Document extract |
You can imagine my happy surprise when shopping at a second-hand store, I came upon a stack of DVDs from the “Video Professor” (most famous for his infomercial where he says “Try my Product”). On the covers of the discs was his smiling face, and he promised that he could take me from a novice to a professional on just about anything computer-related. I bought them all.

When I got them home, Matt actually complimented me. Both he and the kids thought it was encouraging that I had taken the initiative to learn at least a modicum of computer technology.

I was anxious to soak up every morsel of the Video Professor's wisdom as I could. I even got up early the next morning to begin my enlightenment process. I grabbed the first DVD, and eagerly approached the television. I just knew I was going to be programming computers in a week.

Problem was, with four different remotes, I couldn't figure out which one turned the DVD player on. After trying, unsuccessfully, to find the correct remote for the DVD, I called Boy. He took the DVD, looked it over and walked from the television set to my laptop and popped a button. Out came what looked like a miniature CD player; he inserted the disk.

I had no idea my computer had that - I was learning already! Turns out, the disks weren't meant for television viewing as the next thing I knew, the Professor was smiling at me from my computer.

Boy looked at me and said, “Good luck, mom. You're going to need it.” In my mind, all I could think of was how proud I was going to be when I was designing Web sites and zipping around the Internet like a pro.

It's a good thing I'm an optimist.

Dataset |

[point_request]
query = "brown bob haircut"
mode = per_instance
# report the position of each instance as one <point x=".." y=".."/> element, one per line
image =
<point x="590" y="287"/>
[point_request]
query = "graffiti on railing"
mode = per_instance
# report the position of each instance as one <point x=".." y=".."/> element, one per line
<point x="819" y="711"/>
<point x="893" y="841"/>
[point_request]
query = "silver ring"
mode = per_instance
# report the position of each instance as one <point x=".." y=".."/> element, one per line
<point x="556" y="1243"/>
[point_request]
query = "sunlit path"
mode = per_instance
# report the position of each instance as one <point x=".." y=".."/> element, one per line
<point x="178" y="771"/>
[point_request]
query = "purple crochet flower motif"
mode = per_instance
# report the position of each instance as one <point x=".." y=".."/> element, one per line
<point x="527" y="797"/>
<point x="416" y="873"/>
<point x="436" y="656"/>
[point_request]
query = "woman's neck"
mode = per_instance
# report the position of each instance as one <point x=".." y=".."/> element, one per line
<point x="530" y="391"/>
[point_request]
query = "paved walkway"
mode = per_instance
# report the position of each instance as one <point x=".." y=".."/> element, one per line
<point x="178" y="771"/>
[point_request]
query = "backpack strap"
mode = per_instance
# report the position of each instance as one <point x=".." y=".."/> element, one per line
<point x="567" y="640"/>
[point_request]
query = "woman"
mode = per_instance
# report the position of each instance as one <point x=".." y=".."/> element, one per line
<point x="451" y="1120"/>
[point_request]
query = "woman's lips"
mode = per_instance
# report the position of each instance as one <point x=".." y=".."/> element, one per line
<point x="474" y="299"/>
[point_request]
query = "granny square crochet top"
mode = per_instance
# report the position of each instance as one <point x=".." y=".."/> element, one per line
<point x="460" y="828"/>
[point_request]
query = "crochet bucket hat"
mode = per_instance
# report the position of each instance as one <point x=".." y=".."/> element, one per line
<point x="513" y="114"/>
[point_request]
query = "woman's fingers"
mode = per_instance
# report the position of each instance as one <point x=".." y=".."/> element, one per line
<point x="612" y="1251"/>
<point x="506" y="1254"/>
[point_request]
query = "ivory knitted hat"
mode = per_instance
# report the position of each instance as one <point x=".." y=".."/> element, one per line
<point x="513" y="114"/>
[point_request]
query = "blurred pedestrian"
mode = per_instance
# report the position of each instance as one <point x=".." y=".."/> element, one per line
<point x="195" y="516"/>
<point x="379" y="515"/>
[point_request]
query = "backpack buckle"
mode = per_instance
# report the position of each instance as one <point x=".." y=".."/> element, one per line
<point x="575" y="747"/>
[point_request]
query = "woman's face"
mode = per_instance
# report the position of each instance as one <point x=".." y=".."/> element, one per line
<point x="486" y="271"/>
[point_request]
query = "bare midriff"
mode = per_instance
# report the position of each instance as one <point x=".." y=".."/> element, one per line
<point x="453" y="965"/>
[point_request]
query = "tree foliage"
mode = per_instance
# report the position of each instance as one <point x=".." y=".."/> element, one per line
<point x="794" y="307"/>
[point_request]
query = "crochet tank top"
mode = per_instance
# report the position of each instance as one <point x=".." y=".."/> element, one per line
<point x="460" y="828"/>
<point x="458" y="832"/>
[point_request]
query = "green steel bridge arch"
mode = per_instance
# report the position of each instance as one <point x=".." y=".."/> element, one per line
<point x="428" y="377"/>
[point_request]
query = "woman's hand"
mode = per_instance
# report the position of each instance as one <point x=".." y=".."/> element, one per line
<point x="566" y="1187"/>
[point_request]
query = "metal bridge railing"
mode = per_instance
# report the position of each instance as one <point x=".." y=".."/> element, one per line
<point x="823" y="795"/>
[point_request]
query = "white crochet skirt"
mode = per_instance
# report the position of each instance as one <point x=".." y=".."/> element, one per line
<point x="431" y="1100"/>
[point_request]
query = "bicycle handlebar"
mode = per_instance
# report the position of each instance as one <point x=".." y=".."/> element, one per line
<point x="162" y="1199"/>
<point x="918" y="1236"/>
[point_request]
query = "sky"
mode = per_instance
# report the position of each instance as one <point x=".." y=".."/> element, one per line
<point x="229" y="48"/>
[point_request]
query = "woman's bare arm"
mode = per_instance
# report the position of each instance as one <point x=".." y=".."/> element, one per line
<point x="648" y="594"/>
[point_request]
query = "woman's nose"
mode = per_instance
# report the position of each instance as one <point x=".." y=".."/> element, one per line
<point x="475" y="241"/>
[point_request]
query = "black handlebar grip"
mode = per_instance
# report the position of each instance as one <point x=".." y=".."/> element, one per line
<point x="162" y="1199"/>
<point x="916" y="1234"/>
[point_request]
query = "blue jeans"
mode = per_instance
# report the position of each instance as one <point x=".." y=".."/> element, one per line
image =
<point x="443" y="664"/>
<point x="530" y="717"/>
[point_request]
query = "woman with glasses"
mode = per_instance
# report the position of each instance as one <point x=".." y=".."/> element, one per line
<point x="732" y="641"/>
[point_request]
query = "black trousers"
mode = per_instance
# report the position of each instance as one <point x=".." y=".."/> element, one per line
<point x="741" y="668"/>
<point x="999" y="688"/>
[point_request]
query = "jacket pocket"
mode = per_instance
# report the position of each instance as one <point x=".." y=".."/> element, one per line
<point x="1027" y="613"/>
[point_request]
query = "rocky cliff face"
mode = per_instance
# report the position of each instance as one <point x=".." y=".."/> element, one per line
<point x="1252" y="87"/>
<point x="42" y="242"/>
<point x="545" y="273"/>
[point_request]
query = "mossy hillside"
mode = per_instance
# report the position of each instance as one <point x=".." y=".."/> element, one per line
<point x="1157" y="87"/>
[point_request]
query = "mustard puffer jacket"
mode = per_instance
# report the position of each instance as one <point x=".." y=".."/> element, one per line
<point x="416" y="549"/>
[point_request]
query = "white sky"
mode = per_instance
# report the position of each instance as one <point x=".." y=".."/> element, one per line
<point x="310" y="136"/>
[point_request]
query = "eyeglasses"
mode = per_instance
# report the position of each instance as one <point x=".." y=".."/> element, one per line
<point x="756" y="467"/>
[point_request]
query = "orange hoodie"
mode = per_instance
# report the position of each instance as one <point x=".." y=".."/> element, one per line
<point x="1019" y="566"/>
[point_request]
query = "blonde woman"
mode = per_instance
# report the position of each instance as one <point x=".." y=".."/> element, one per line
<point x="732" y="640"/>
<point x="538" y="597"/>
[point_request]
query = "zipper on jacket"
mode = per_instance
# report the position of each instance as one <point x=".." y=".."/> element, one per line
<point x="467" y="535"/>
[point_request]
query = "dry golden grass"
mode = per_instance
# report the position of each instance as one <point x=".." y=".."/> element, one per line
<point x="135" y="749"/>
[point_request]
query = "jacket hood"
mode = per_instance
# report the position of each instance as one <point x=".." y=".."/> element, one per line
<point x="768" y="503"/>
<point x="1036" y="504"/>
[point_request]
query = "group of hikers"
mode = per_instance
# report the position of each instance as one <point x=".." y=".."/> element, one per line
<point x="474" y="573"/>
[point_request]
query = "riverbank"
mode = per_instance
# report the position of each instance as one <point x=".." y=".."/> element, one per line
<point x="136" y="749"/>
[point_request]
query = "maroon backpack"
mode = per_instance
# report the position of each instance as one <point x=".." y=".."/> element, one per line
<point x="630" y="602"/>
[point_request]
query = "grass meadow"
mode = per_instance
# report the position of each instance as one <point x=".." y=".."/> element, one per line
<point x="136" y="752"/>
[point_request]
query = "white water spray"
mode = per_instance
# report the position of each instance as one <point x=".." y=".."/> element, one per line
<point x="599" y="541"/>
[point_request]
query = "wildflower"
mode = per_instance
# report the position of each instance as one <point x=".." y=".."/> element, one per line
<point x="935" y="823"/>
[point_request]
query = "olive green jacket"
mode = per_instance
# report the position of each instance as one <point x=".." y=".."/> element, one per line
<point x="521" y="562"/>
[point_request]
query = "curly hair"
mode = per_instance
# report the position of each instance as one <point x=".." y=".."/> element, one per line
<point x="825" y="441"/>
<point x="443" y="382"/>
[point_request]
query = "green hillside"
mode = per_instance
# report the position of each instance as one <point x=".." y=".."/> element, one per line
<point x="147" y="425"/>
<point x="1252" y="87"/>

Work instructions | According to the passage about the Video Professor DVDs, what device finally played the first disc? The records are separate material and have no connection to the text.

Exercise solution | The narrator's laptop played it.